WORK TO COMPLETE = Print verbatim the lines of the entries from the one containing "Mark each instance of the crowd" to the last, inclusive, and no others.

--- DATA EXCERPTS ---

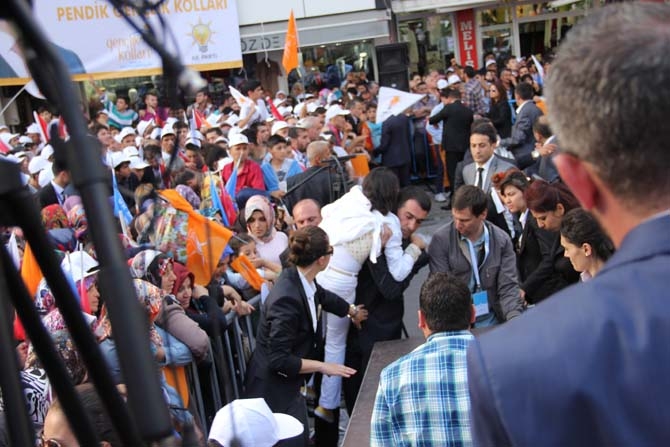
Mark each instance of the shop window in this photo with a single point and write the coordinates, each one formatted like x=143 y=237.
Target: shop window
x=430 y=42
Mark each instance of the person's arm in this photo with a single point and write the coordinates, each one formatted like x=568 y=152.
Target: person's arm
x=508 y=284
x=437 y=252
x=381 y=422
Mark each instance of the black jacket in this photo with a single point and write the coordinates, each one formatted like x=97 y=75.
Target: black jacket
x=285 y=337
x=456 y=129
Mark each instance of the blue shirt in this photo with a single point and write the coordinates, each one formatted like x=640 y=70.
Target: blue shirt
x=423 y=397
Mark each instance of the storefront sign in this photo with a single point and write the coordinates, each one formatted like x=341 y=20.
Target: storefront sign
x=94 y=40
x=467 y=37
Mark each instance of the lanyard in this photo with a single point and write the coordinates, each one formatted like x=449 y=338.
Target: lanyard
x=473 y=256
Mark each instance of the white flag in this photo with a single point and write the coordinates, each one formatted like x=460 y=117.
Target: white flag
x=394 y=102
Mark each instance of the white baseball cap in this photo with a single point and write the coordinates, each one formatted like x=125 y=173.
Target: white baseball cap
x=118 y=158
x=236 y=139
x=334 y=111
x=137 y=163
x=251 y=423
x=79 y=265
x=453 y=79
x=279 y=125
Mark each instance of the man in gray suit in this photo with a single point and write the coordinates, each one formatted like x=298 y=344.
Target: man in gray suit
x=522 y=142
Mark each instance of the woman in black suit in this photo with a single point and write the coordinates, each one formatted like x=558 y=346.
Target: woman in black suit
x=288 y=346
x=499 y=113
x=539 y=274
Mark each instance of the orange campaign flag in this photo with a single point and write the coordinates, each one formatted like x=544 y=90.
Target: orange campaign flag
x=30 y=271
x=205 y=241
x=290 y=58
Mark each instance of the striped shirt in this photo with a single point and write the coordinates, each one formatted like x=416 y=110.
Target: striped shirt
x=423 y=398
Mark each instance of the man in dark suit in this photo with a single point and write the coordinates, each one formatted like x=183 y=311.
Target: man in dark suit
x=315 y=182
x=54 y=191
x=589 y=366
x=522 y=141
x=395 y=146
x=382 y=295
x=457 y=120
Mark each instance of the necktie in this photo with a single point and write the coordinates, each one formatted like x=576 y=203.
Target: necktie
x=480 y=178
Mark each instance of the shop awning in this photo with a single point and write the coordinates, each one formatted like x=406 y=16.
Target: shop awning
x=314 y=31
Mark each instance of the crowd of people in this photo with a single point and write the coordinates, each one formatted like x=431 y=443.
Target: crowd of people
x=332 y=247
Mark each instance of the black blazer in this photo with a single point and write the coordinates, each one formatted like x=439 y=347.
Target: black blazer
x=395 y=146
x=47 y=196
x=501 y=116
x=286 y=336
x=535 y=261
x=456 y=129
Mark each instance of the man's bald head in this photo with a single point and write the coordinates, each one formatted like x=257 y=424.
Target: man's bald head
x=306 y=213
x=317 y=151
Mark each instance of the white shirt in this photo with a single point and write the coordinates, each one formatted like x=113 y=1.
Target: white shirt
x=310 y=291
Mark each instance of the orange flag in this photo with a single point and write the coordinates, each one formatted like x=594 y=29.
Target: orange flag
x=30 y=271
x=290 y=58
x=205 y=242
x=244 y=267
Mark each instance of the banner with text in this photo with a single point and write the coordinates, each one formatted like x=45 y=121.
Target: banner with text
x=467 y=37
x=94 y=40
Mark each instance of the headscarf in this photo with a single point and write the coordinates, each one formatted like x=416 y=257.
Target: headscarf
x=44 y=299
x=262 y=204
x=62 y=340
x=71 y=202
x=190 y=195
x=53 y=216
x=151 y=298
x=78 y=221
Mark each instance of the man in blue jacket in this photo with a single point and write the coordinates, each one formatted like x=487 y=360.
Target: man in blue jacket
x=591 y=366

---

EXERCISE OUTPUT =
Mark each instance of the crowd of people in this photo with a single point and write the coordinates, each one formatted like x=431 y=443.
Target: crowd of people
x=332 y=247
Mark each instance of the black blazer in this photo with a single point and write the coordinates, each one formatted like x=439 y=347.
Target: black blazer
x=395 y=146
x=47 y=196
x=501 y=116
x=286 y=336
x=535 y=261
x=456 y=129
Mark each instance of the man's bald head in this photo with a single point and write the coordinates, each one formatted like x=257 y=424.
Target: man's bald head
x=306 y=213
x=317 y=151
Mark each instance of the white shirt in this photo with a single point and write the coordinates, each one formatted like x=113 y=1.
Target: white shirt
x=310 y=291
Mark each instance of the orange flag in this photo with a single point and write the coordinates, each one formatted like x=594 y=29.
Target: orange flag
x=30 y=271
x=290 y=58
x=205 y=242
x=244 y=267
Mark each instance of the banner with text in this photo with a single point and write the coordinates, each one formatted like x=45 y=121.
Target: banner with text
x=467 y=37
x=94 y=40
Mark each instance of the headscarf in this photo with a single point and write the coordinates, each one formatted like x=416 y=257.
Target: headscarf
x=44 y=299
x=262 y=204
x=62 y=340
x=71 y=202
x=190 y=195
x=53 y=216
x=151 y=298
x=78 y=221
Mark each instance of the man in blue jacket in this photo with a single point and write the coordinates, each one formatted like x=487 y=360.
Target: man in blue jacket
x=591 y=366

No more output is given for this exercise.